Set tasks:
1. List every field label that appears at the start of the lines in the summary at the top of the John Walter Ehle biography.
2. According to the John Walter Ehle biography, aboard which ship did he serve in the Spanish–American War?
3. Write the next part of the John Walter Ehle biography, picking up after its final sentence.

Reading passage:
>> BEGIN

- Born: May 11, 1873 Kearney, Nebraska, U.S.
- Died: July 25, 1927 (aged 54) Presidio of San Francisco, California, U.S.
- Allegiance: United States
- Branch: United States Navy
- Rank: Fireman First Class
- Unit: U.S.S. Concord
- Conflicts: Spanish–American War
- Awards: Medal of Honor

= John Walter Ehle =

John Walter Ehle (May 11, 1873 – July 25, 1927) was a Fireman First Class serving in the United States Navy during the Spanish–American War who received the Medal of Honor for bravery.

==Biography==
Ehle was born May 11, 1873, in Kearney, Nebraska and after entering the navy he was sent to fight in the Spanish–American War aboard the U.S.S. Concord as a Fireman First Class.

He died July 25, 1927.

>> END

(Rows of box annotation data)
>> BEGIN

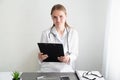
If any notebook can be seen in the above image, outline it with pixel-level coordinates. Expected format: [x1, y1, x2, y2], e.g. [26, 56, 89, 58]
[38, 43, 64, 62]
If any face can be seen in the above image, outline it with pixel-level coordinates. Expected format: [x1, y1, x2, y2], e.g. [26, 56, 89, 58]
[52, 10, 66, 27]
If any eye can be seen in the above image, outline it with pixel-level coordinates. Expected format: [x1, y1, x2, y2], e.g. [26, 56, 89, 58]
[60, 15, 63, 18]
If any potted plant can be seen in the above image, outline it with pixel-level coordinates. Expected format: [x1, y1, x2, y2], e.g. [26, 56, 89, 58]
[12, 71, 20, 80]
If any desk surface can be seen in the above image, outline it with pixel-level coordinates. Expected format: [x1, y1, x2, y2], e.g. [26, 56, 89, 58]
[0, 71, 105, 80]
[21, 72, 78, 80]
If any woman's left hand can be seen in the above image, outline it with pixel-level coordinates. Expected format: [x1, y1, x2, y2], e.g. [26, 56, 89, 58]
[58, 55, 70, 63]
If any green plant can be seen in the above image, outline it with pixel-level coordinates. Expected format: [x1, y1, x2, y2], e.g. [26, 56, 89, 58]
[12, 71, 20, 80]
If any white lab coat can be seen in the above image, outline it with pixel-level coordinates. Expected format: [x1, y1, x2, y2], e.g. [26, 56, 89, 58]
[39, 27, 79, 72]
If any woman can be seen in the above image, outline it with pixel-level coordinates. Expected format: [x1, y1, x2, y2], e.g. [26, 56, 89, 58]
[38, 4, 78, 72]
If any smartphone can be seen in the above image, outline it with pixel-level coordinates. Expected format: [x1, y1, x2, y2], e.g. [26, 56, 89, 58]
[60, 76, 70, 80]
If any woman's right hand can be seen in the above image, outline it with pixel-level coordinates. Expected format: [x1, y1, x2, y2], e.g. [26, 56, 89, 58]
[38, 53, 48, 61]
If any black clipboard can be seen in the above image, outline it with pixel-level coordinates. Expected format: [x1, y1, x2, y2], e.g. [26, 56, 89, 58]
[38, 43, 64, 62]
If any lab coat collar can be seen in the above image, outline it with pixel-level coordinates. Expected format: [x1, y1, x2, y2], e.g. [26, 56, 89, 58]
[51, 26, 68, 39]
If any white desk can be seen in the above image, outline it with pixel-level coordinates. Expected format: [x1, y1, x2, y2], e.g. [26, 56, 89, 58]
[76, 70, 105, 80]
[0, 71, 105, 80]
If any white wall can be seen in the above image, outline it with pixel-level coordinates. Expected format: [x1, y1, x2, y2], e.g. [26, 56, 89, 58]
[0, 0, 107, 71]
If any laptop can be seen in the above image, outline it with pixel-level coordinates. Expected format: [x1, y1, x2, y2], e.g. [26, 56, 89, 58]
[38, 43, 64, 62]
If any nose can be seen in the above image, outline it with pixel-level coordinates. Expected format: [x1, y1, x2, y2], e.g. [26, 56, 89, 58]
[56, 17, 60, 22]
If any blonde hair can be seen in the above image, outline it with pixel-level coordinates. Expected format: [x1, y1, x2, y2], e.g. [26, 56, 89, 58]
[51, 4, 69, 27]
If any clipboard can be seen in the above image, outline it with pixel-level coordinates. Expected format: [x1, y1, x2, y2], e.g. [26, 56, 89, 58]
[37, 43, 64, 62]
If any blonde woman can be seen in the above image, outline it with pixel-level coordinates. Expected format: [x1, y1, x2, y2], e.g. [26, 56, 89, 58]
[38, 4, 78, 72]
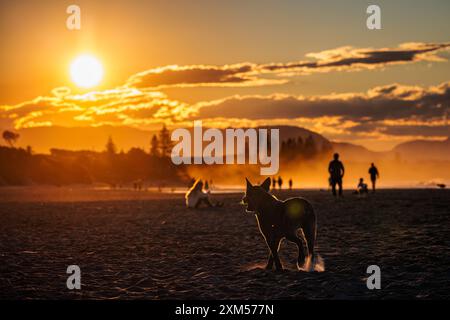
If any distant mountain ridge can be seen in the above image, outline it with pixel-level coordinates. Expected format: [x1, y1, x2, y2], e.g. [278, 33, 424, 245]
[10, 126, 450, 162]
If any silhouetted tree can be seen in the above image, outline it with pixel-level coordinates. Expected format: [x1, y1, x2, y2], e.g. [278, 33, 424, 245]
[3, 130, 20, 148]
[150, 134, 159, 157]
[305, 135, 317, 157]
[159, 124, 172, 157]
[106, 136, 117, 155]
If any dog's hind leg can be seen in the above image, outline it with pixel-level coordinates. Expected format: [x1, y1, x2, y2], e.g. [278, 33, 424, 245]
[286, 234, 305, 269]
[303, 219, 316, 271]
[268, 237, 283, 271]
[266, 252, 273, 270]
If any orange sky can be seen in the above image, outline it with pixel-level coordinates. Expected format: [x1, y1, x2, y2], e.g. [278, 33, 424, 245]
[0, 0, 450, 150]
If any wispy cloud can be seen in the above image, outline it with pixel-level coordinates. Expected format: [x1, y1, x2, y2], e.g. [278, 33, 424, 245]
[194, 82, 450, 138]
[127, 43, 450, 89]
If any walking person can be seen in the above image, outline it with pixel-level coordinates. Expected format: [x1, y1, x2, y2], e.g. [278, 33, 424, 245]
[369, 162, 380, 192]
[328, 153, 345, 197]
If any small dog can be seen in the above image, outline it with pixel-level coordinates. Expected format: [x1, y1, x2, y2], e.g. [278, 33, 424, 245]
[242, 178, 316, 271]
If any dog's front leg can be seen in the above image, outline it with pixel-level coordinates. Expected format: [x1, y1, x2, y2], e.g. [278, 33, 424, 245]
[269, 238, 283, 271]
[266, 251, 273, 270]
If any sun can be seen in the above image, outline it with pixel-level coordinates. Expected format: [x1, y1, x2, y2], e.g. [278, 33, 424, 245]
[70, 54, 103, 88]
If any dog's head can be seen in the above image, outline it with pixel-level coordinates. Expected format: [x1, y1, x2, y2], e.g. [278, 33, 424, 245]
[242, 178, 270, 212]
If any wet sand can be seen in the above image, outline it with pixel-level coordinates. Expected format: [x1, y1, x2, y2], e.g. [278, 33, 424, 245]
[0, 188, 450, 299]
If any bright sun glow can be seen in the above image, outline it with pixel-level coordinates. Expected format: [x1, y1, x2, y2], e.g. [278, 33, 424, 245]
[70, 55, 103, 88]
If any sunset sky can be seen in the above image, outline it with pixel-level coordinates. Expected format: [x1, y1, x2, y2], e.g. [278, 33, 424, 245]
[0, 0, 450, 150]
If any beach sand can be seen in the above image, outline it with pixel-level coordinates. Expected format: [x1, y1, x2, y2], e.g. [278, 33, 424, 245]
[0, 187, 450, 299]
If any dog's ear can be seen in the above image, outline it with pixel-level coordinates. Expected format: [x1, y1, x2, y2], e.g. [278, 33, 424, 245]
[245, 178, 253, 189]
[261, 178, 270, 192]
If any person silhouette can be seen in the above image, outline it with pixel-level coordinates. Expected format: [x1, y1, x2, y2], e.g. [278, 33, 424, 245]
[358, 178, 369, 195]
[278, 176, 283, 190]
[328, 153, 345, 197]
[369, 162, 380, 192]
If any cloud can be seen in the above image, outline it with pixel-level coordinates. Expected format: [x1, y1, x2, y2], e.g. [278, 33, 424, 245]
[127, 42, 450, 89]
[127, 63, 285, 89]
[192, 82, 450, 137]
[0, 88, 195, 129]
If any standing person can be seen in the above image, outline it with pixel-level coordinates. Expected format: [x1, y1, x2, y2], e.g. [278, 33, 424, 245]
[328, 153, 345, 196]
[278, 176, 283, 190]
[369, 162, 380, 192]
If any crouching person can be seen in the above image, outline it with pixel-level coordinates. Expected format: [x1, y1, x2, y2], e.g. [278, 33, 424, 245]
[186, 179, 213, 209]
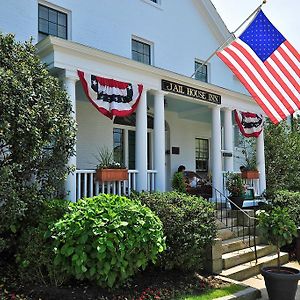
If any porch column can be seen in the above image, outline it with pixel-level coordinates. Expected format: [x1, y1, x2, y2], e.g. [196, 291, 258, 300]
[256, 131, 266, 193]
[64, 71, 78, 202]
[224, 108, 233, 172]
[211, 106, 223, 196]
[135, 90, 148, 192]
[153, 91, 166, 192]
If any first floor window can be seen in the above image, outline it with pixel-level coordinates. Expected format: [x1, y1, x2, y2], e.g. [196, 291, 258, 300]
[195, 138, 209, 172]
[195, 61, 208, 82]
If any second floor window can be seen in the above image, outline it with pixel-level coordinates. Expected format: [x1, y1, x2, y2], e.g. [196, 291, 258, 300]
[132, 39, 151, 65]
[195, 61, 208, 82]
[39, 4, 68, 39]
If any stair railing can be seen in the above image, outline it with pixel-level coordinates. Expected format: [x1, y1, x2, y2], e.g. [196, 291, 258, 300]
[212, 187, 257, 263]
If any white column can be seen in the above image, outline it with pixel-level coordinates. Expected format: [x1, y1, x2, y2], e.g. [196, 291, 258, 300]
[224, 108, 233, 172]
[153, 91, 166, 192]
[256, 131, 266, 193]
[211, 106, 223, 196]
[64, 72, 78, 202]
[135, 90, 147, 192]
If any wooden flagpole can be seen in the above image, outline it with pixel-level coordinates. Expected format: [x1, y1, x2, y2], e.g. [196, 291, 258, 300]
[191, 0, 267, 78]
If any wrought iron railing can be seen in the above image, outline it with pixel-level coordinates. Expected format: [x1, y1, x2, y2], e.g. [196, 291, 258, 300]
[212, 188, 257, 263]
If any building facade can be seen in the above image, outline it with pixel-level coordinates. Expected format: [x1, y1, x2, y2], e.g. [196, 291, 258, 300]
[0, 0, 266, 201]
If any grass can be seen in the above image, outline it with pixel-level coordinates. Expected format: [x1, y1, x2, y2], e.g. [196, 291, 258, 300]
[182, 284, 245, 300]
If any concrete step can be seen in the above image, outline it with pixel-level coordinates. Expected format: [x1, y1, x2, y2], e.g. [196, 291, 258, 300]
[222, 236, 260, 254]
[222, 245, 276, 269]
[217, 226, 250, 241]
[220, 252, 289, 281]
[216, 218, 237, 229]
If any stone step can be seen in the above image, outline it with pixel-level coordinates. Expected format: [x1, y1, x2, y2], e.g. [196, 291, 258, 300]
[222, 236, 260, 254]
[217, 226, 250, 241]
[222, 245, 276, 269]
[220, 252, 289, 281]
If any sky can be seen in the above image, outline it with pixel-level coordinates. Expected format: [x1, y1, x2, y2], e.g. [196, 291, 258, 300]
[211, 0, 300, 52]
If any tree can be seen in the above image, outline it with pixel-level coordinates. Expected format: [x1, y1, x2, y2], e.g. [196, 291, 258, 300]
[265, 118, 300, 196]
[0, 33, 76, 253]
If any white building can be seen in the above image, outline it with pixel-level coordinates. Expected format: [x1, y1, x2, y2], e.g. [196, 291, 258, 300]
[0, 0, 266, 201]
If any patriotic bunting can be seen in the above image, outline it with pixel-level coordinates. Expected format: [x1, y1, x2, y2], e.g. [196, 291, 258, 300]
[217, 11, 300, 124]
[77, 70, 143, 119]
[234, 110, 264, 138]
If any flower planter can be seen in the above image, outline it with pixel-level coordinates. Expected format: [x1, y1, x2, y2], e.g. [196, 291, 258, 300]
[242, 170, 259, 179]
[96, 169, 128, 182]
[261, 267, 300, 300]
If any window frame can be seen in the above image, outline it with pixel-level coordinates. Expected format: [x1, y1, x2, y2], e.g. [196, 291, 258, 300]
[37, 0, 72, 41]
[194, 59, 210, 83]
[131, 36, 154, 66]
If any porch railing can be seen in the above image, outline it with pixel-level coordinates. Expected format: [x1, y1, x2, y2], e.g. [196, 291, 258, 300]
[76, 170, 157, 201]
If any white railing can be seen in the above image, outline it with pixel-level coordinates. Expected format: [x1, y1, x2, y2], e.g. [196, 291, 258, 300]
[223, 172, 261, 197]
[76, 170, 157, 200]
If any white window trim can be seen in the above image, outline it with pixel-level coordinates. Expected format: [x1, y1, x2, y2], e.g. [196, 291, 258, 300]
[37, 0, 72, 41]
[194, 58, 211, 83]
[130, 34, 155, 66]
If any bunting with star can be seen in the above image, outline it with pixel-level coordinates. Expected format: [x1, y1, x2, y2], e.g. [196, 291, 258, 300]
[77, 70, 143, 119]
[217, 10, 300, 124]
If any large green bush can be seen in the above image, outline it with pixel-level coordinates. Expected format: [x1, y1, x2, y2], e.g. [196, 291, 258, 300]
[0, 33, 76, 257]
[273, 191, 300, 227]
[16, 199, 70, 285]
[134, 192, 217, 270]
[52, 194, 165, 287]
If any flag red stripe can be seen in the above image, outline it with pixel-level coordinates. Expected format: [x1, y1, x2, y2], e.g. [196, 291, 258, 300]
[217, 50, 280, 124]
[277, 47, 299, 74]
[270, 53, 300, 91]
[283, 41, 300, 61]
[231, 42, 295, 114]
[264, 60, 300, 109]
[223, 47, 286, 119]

>> END
>> BEGIN

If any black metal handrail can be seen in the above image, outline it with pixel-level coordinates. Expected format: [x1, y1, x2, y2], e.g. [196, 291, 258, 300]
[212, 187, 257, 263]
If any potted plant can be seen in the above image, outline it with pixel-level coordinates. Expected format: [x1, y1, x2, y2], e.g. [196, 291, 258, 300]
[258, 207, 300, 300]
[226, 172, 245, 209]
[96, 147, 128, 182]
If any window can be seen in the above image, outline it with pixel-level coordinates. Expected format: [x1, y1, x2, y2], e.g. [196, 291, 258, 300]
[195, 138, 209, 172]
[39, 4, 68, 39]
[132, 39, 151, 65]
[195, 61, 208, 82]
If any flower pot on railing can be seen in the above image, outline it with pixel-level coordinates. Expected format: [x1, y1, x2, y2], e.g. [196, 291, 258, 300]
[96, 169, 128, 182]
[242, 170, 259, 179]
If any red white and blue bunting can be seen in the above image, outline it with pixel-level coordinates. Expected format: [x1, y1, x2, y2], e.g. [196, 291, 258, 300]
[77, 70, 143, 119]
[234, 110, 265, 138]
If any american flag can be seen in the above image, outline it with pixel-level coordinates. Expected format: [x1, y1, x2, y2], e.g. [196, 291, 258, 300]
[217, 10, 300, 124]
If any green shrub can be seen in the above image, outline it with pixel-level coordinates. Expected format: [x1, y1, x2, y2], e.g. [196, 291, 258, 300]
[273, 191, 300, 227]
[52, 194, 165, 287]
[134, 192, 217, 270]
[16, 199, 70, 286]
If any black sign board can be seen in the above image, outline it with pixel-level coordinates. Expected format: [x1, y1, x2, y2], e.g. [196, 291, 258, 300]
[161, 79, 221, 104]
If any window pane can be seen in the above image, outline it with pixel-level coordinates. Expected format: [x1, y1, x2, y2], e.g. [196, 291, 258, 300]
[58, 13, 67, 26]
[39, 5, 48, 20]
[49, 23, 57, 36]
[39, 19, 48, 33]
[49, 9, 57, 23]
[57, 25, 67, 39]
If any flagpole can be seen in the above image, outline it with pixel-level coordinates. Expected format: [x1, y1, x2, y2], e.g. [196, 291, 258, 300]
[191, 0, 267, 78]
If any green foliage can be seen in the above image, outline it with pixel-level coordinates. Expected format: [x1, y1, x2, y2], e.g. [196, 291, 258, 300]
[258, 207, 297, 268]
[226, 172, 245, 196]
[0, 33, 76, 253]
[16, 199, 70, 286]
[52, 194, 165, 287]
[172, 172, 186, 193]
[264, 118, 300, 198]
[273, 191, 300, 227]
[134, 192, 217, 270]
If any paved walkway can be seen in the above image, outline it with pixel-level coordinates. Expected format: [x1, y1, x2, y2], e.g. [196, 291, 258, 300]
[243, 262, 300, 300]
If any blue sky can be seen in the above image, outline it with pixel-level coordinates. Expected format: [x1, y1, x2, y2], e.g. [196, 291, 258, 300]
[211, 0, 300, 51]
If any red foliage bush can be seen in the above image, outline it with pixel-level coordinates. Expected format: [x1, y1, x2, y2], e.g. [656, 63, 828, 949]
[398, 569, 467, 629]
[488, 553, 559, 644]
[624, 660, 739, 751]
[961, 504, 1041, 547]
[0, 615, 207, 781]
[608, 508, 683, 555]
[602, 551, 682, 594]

>> END
>> BEGIN

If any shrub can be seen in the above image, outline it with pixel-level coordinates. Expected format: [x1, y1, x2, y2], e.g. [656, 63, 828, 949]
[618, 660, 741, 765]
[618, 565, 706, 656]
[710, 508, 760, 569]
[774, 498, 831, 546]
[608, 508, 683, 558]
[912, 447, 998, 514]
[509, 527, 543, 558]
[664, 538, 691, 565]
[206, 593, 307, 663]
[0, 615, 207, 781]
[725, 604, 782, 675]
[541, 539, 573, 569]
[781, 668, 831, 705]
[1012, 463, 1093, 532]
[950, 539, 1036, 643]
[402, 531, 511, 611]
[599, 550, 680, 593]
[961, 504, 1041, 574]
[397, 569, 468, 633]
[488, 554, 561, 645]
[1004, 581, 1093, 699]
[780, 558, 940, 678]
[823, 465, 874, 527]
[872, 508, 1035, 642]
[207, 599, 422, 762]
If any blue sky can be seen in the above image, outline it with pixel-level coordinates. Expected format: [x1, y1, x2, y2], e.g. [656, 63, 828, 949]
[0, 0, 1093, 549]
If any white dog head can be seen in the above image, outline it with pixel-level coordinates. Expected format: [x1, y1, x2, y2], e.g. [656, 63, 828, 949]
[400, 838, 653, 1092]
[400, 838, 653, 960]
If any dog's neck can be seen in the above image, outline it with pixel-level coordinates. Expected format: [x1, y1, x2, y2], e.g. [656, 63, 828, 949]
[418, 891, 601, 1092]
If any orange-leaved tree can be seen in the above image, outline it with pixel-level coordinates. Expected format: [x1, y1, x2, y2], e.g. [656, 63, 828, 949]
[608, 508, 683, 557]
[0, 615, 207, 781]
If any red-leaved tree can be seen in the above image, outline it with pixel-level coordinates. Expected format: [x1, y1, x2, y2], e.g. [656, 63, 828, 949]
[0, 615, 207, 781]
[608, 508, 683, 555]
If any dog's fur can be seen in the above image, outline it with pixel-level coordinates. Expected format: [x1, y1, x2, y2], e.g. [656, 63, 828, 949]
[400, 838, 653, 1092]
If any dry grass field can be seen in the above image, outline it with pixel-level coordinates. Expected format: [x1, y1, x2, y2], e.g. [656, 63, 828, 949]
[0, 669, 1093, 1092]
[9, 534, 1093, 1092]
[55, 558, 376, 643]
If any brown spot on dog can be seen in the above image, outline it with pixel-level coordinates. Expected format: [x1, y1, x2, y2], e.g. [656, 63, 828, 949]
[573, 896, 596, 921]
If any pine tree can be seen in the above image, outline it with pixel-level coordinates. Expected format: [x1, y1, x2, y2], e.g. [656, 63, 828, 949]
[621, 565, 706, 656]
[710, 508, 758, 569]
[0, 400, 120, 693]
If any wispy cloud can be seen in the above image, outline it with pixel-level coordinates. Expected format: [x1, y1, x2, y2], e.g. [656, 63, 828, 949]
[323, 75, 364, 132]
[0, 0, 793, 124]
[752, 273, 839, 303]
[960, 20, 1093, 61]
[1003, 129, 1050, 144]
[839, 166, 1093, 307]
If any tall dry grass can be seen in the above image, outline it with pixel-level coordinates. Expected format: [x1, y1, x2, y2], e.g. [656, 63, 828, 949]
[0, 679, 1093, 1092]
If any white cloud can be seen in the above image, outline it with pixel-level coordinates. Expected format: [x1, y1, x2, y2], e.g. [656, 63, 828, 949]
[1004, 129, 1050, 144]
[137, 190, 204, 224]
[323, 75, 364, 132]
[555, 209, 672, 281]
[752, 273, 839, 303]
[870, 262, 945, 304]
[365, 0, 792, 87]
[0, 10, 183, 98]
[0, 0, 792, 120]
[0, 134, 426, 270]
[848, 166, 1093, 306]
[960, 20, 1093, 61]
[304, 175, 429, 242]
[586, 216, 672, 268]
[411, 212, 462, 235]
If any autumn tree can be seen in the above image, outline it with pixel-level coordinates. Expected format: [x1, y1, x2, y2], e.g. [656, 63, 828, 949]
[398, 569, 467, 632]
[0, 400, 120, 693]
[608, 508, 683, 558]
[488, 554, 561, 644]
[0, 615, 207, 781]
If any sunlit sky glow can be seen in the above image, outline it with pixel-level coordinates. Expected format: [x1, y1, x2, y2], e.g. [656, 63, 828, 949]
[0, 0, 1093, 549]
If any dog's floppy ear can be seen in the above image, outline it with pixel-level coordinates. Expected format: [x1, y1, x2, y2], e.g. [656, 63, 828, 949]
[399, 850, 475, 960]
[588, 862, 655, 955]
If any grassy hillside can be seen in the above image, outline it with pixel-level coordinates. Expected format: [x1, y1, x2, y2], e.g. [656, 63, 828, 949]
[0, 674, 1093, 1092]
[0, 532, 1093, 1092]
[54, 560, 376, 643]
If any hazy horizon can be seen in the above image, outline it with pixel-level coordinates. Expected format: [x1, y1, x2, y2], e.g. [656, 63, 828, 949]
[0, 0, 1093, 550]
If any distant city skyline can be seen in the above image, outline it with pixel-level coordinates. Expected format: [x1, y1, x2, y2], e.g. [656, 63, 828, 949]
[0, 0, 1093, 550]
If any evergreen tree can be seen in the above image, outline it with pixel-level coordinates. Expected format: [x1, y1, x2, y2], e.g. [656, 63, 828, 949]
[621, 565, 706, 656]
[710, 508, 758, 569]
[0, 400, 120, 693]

>> END

Outputs:
1. Born, Died, Allegiance, Branch, Rank, Unit, Conflicts, Awards

2. He served aboard the U.S.S. Concord.

3.
==Medal of Honor citation==
Rank and organization: Fireman First Class, U.S. Navy. Born: 11 May 1873, Kearney, Nebr. Accredited to: Nebraska. G.O. No.: 502 14 December 1898.

Citation:

On board the U.S.S. Concord off Cavite, Manila Bay, Philippine Islands, 21 May 1898. Following the blowing out of a lower manhole plate joint on boiler B of that vessel, Ehle assisted in hauling the fires in the hot, vapor_filled atmosphere which necessitated the playing of water into the fireroom from a hose.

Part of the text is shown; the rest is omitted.